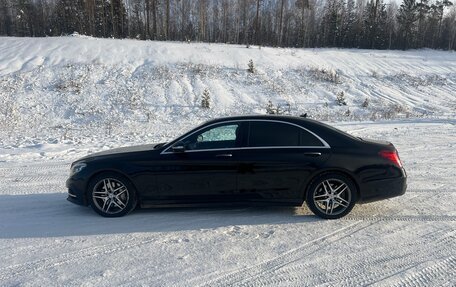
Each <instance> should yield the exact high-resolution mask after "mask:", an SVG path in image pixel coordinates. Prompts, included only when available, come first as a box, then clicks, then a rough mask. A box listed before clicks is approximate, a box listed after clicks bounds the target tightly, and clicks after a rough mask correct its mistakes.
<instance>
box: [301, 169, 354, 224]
mask: <svg viewBox="0 0 456 287" xmlns="http://www.w3.org/2000/svg"><path fill="white" fill-rule="evenodd" d="M356 200H357V193H356V186H355V185H354V183H353V181H352V180H350V179H349V178H348V177H346V176H344V175H341V174H335V173H332V174H325V175H323V176H321V177H319V178H317V179H316V180H314V181H313V182H312V184H311V185H310V187H309V189H308V191H307V194H306V203H307V206H308V207H309V209H310V210H311V211H312V212H313V213H314V214H315V215H317V216H319V217H321V218H325V219H337V218H341V217H343V216H345V215H347V214H348V213H349V212H350V211H351V210H352V209H353V206H354V205H355V203H356Z"/></svg>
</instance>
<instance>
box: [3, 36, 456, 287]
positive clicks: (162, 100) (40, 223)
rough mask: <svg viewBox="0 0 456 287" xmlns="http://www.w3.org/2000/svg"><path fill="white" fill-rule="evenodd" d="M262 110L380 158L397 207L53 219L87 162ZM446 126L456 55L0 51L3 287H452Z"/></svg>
mask: <svg viewBox="0 0 456 287" xmlns="http://www.w3.org/2000/svg"><path fill="white" fill-rule="evenodd" d="M250 59H252V61H253V63H254V66H255V68H256V72H255V73H253V74H252V73H249V72H248V71H247V68H248V66H247V64H248V62H249V60H250ZM205 89H207V90H208V91H209V93H210V97H211V106H212V107H211V109H209V110H205V109H202V108H200V101H201V96H202V94H203V91H204V90H205ZM340 92H344V95H345V98H346V102H347V105H346V106H345V105H344V106H339V105H338V104H336V101H335V99H336V97H337V95H338V94H339V93H340ZM366 98H367V99H368V105H367V107H362V104H363V103H364V101H365V100H366ZM268 101H271V102H272V103H273V104H274V105H280V106H281V108H282V109H287V108H288V106H287V104H289V106H290V108H289V113H291V114H294V115H298V114H301V113H304V112H307V113H308V115H309V116H310V117H313V118H316V119H321V120H325V121H330V122H331V124H332V125H335V126H337V127H339V128H341V129H343V130H345V131H348V132H350V133H351V134H353V135H355V136H361V137H368V138H374V139H383V140H388V141H392V142H393V143H394V144H395V146H396V147H397V148H398V150H399V153H400V155H401V158H402V161H403V163H404V166H405V168H406V170H407V174H408V189H407V192H406V194H405V195H403V196H401V197H398V198H393V199H390V200H386V201H381V202H375V203H371V204H367V205H361V206H356V207H355V209H354V210H353V211H352V213H351V214H350V215H349V216H347V217H345V218H343V219H342V220H336V221H325V220H319V219H317V218H316V217H314V216H312V215H311V214H310V212H309V211H308V210H307V209H306V208H305V207H303V208H297V209H295V208H244V207H234V208H207V209H201V208H199V209H163V210H136V211H134V212H133V213H132V214H130V215H128V216H127V217H124V218H117V219H114V220H113V219H109V218H102V217H99V216H98V215H96V214H95V213H94V212H93V211H91V210H90V209H89V208H84V207H80V206H75V205H73V204H71V203H68V202H66V201H65V197H66V189H65V186H64V182H65V179H66V177H67V175H68V167H69V164H70V163H71V161H73V160H75V159H77V158H79V157H81V156H84V155H86V154H88V153H91V152H95V151H99V150H102V149H107V148H110V147H118V146H124V145H130V144H143V143H153V142H158V141H167V140H169V139H170V138H172V137H174V136H176V135H177V134H179V133H180V132H182V131H183V130H186V129H188V128H190V127H191V126H194V125H196V124H197V123H199V122H202V121H205V120H207V119H209V118H212V117H216V116H222V115H234V114H243V113H265V111H266V109H265V106H266V104H267V103H268ZM455 108H456V54H455V53H451V52H440V51H430V50H422V51H407V52H403V51H367V50H337V49H317V50H312V49H305V50H302V49H274V48H261V49H259V48H258V47H251V48H249V49H247V48H246V47H243V46H234V45H214V44H200V43H190V44H187V43H161V42H143V41H134V40H108V39H93V38H90V37H80V36H79V37H63V38H45V39H39V38H33V39H27V38H20V39H19V38H0V258H1V260H0V286H18V285H19V286H119V285H123V286H211V287H212V286H274V287H275V286H367V285H369V286H370V285H373V286H456V279H455V278H456V274H455V270H456V251H455V250H456V231H455V230H456V210H455V208H454V206H455V205H456V189H455V187H454V179H455V178H456V169H455V167H456V149H455V140H454V139H455V135H456V110H455ZM348 110H350V113H347V111H348Z"/></svg>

= = = = =

• _Task brief_: In the records above, find the lines holding "clicks". Copy each one.

• _Response to the exercise_:
Each <instance> should yield the exact high-resolution mask after "mask:", an SVG path in image pixel coordinates. Prompts, included only when available, come first as a box, then clicks, then a rough mask. A box listed before clicks is approximate, a box listed after clicks bounds the target tightly, and clicks after a rough mask correct its mistakes.
positive clicks: (162, 100) (40, 223)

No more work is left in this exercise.